▶ **CHALLENGE**: Copy the entries from the line that contains "Mark every instance of the white shirt" through the line that contains "<point>640,529</point>", requests included, and multiply every point coordinate in the answers by 1.05, rounding to whole numbers with halves rounded up. Leave the numbers in the requests and their format samples unchanged, and give only those lines.

▶ **DATA SECTION**:

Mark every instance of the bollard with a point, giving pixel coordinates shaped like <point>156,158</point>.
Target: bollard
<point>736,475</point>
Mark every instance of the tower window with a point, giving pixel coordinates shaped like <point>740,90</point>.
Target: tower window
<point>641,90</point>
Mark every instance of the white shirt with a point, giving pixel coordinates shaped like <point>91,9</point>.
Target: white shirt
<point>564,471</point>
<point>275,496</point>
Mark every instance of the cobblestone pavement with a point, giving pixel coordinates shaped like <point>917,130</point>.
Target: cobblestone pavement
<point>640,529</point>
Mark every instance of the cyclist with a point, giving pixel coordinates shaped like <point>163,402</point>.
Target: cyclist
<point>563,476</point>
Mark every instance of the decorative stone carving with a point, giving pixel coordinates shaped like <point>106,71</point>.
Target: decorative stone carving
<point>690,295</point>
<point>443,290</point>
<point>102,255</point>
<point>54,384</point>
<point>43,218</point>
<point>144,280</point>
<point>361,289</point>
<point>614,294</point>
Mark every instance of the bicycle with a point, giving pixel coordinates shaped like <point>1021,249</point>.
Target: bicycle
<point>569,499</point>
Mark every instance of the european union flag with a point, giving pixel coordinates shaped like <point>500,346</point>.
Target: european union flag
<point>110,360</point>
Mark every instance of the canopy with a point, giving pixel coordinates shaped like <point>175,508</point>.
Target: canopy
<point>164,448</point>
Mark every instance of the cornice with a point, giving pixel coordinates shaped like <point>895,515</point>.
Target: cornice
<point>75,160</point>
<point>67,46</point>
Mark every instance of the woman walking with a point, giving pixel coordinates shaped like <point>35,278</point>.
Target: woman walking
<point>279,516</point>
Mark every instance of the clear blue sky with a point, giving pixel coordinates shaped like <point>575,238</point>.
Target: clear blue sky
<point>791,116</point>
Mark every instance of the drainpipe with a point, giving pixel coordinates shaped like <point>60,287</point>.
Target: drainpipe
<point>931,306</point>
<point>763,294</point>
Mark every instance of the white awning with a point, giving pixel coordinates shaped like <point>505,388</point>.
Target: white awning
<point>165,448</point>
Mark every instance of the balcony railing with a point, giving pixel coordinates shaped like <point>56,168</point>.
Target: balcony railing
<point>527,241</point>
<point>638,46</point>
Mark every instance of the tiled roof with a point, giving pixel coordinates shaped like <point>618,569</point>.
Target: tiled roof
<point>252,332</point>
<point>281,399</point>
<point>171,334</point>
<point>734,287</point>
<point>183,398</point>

▶ **SOLVED EXERCISE**:
Mark every instance of the white shirt with a point, giving pixel coordinates shaped like <point>91,9</point>.
Target: white shirt
<point>592,495</point>
<point>289,521</point>
Mark every instance of the cobblestone pavement with a point, giving pixel coordinates shaped like <point>917,130</point>.
Target: cobblestone pavement
<point>672,555</point>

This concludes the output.